▶ Point annotation dataset records:

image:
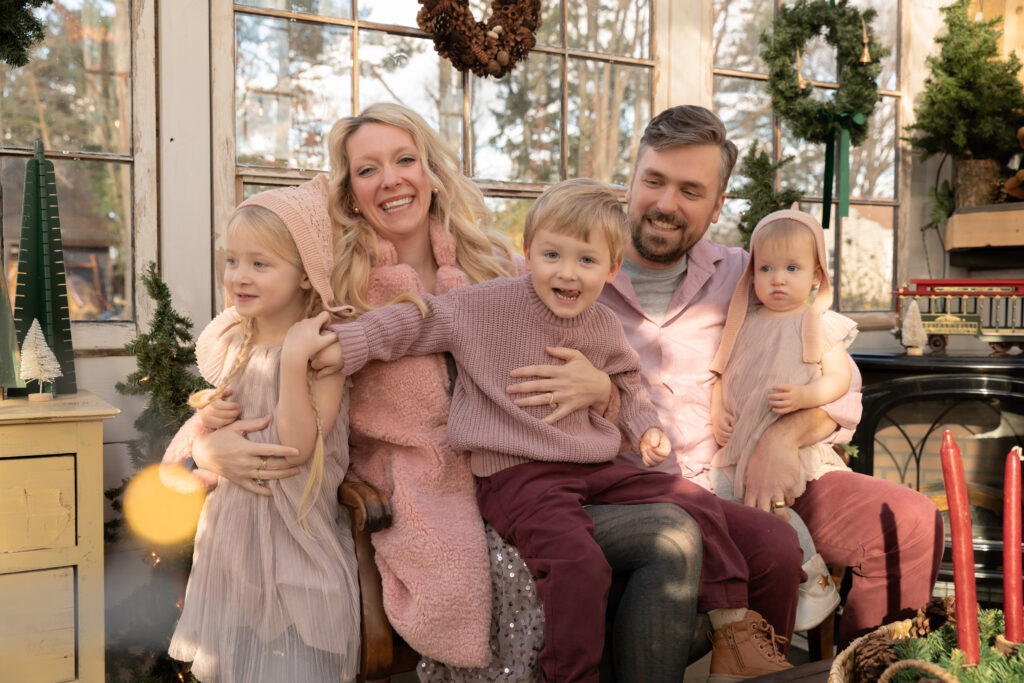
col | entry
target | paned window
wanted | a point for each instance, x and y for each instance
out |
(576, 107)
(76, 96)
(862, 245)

---

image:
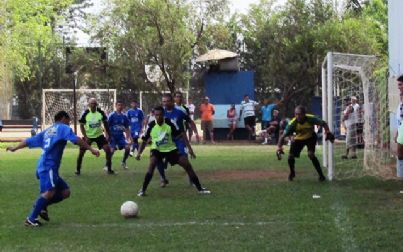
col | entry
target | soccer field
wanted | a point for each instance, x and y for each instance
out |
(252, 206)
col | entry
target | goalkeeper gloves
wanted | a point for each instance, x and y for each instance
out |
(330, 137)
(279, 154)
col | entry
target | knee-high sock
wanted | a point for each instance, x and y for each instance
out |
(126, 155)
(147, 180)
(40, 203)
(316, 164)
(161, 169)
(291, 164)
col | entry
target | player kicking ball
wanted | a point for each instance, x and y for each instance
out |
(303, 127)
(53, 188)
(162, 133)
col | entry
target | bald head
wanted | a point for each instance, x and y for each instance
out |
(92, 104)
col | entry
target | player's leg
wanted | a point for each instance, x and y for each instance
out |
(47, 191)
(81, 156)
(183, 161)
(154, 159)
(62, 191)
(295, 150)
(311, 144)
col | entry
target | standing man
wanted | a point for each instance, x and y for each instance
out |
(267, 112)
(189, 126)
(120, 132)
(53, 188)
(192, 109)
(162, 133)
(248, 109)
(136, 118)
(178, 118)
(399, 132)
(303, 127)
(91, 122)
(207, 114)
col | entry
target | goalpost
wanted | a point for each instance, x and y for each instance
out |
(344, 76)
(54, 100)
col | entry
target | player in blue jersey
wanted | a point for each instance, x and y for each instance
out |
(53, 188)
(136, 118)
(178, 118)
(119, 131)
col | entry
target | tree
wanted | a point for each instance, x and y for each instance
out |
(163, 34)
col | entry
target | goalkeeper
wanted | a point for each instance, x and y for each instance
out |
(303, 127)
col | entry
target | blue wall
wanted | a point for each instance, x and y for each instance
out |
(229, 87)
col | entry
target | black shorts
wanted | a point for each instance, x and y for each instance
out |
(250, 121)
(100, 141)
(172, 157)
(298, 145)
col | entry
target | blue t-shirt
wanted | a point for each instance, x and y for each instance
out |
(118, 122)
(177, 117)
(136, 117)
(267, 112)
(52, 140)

▶ Task:
Pull out every line of the data that contains the string "player", and copy each one as it appears.

▶ Task result:
target | player kicking ball
target | player's leg
target | player in blue jersey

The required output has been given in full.